[Rows from a dataset of box labels]
= = = = = = =

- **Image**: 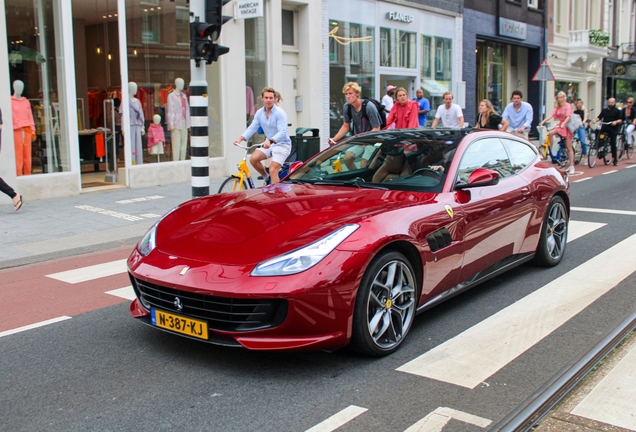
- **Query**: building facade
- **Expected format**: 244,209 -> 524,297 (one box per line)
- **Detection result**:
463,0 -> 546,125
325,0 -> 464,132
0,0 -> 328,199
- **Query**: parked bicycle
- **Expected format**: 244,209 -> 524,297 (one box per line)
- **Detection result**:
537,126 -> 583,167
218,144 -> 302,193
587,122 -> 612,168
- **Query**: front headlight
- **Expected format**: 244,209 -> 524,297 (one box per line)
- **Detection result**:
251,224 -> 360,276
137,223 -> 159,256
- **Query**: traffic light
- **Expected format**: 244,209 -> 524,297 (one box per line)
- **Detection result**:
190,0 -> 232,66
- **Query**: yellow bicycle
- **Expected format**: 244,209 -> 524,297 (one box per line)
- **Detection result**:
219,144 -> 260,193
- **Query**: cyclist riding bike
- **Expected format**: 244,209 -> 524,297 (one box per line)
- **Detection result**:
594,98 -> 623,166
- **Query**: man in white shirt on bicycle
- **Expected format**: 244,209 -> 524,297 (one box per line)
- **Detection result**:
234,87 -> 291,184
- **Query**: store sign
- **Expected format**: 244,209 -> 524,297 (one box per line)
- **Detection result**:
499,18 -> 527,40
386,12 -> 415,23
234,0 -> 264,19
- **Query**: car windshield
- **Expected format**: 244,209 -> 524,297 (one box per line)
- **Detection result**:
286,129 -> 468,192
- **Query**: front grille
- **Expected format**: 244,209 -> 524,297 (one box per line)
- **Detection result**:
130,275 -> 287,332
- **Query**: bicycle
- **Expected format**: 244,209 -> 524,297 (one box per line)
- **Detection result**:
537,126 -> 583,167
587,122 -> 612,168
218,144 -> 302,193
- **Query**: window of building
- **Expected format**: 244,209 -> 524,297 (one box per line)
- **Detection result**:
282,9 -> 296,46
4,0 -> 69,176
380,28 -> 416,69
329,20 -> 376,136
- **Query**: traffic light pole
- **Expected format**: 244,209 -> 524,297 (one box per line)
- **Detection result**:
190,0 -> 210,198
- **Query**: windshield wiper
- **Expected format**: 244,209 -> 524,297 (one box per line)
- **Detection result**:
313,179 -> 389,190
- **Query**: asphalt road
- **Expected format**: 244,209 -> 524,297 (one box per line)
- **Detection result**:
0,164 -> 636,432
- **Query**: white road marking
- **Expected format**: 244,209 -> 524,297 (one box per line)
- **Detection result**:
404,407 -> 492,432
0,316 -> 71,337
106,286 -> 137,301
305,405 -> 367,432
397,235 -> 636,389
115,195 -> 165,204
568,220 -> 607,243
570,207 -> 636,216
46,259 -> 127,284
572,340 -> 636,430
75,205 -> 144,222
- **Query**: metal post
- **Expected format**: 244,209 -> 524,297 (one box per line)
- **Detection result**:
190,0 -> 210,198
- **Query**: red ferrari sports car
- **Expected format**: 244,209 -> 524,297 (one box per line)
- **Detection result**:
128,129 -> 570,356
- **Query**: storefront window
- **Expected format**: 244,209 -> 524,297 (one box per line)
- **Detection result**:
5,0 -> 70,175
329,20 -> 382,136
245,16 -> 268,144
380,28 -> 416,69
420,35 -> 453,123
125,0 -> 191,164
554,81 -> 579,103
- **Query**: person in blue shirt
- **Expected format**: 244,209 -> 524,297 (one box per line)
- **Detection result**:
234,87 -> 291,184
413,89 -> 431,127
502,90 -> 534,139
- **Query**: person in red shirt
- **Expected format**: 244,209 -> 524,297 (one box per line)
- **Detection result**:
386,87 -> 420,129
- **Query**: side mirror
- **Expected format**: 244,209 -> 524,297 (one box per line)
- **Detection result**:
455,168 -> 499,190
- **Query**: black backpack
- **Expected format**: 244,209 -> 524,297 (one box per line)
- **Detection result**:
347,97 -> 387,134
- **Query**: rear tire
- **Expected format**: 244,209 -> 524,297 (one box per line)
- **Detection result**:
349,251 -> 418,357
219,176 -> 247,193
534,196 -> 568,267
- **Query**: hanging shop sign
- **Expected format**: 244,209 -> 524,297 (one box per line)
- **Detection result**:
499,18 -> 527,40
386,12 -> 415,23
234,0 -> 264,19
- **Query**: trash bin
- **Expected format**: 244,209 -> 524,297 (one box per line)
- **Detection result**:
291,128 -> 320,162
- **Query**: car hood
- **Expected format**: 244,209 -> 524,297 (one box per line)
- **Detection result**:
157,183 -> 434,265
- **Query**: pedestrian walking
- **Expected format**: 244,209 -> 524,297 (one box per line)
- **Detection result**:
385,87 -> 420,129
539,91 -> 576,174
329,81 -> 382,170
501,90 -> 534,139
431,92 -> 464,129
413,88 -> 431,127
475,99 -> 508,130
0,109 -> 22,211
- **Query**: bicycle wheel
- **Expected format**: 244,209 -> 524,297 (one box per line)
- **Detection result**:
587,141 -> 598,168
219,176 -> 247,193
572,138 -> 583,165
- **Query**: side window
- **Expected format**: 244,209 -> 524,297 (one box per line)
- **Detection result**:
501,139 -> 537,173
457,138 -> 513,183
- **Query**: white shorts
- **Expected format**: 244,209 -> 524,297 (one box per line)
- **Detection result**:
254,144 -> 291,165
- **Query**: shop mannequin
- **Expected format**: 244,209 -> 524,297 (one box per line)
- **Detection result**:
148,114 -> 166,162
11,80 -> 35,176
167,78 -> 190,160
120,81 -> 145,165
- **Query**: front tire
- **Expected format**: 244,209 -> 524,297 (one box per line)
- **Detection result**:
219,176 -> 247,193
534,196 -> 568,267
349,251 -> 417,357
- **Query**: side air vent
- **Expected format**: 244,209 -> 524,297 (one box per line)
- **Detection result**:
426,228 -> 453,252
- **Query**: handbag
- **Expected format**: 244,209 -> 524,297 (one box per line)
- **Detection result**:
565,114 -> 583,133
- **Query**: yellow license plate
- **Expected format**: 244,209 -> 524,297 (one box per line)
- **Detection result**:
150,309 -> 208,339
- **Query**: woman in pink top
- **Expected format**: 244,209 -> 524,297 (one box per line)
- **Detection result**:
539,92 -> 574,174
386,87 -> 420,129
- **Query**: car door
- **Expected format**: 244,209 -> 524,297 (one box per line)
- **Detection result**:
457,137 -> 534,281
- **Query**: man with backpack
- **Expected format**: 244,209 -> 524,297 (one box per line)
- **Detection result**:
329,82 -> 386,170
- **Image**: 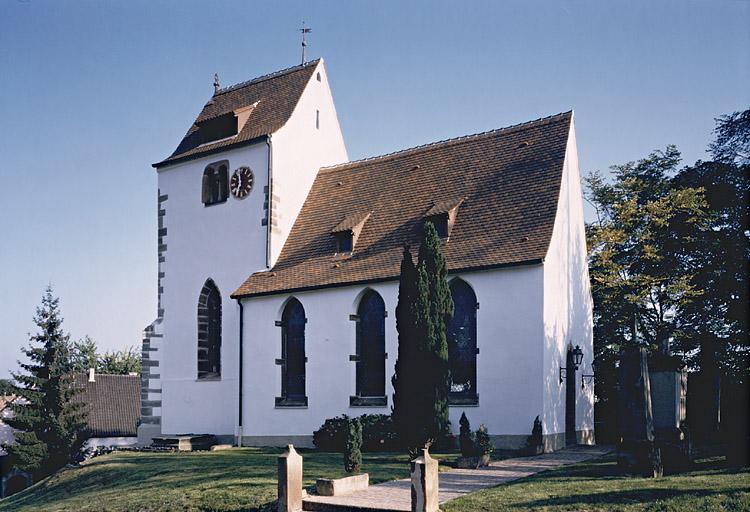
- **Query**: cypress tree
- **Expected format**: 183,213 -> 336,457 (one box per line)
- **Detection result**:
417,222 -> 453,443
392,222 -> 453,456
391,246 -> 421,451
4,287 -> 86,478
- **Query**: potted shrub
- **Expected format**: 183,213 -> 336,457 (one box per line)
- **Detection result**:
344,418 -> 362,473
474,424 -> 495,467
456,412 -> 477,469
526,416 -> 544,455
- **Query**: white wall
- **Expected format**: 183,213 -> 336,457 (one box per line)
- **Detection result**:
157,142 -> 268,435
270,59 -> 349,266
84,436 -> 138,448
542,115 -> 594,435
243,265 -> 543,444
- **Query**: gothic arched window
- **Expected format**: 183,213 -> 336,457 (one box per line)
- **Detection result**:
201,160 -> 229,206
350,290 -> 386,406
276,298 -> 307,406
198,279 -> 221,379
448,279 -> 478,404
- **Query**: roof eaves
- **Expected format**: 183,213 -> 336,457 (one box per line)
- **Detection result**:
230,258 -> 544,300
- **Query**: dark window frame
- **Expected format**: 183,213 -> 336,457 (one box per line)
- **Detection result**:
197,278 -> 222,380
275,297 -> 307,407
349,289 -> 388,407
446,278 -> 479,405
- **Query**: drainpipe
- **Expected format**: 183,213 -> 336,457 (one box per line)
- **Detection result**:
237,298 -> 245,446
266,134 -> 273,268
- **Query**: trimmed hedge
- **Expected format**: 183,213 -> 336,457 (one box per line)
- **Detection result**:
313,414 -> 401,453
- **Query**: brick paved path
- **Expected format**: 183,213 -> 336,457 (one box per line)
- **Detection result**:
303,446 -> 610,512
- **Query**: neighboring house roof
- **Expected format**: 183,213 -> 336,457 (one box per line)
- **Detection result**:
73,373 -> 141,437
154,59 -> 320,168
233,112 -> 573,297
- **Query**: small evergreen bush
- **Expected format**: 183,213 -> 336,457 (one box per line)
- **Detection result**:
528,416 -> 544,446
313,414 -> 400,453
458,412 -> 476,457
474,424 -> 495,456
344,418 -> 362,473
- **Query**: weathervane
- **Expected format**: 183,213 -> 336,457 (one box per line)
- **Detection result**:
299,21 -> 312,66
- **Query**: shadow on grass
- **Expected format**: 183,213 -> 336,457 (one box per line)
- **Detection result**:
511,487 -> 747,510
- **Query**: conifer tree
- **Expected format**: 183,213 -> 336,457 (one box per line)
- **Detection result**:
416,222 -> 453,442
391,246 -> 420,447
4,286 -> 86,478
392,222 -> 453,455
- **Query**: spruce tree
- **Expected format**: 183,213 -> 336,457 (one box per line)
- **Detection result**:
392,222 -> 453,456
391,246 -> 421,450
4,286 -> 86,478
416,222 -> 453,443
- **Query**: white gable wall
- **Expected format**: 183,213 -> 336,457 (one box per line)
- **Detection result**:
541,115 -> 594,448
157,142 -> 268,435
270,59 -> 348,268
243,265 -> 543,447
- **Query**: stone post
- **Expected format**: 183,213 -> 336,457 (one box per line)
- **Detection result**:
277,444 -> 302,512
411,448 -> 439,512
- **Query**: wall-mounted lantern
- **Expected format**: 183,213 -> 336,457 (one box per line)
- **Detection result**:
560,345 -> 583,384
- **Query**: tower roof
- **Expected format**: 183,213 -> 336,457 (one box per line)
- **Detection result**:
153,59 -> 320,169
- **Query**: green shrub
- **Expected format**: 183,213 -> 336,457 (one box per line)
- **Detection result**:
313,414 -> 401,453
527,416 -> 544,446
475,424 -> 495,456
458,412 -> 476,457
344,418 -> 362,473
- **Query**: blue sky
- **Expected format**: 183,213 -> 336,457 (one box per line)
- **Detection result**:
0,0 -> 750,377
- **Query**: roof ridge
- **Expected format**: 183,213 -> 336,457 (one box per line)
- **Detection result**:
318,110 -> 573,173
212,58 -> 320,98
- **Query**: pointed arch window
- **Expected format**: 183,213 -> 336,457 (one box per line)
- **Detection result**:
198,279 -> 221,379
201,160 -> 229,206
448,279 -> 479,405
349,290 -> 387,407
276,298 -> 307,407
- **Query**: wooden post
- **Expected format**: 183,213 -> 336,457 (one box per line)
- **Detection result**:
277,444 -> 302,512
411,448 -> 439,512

= = = = = = =

> **STATED PROBLEM**
Starting with the line containing "- **Query**: person in red shirt" and going on through the line containing "157,183 -> 434,265", rewrite the records with "trash bin" switched to "garbage can" and everything else left the same.

> **RESULT OF THIS EXERCISE**
- **Query**: person in red shirt
- **Expected format**: 244,209 -> 524,297 (one box per line)
- **Detection result**:
386,87 -> 420,129
- **Query**: side mirror
- **Expected format**: 244,209 -> 524,297 (one box per line)
- **Detection result**:
455,168 -> 499,190
- **Query**: black backpack
- **Expected format**: 244,209 -> 524,297 (one box per line)
- **Detection result**:
347,97 -> 387,134
- **Query**: rear tire
- **Expected format**: 244,209 -> 524,297 (one box per line)
- **Detection result**:
349,251 -> 418,357
219,176 -> 247,193
534,196 -> 568,267
- **Query**: hanging shop sign
- **Expected format**: 244,209 -> 524,297 (one box per line)
- **Detection result**:
499,18 -> 527,40
386,12 -> 415,23
234,0 -> 264,19
- **Query**: garbage can
- **Expected format**: 244,209 -> 524,297 (one box per line)
- **Detection result**:
291,128 -> 320,162
- **Query**: car hood
- **Expected format**: 244,209 -> 524,297 (one box per line)
- **Detection result**:
157,183 -> 434,265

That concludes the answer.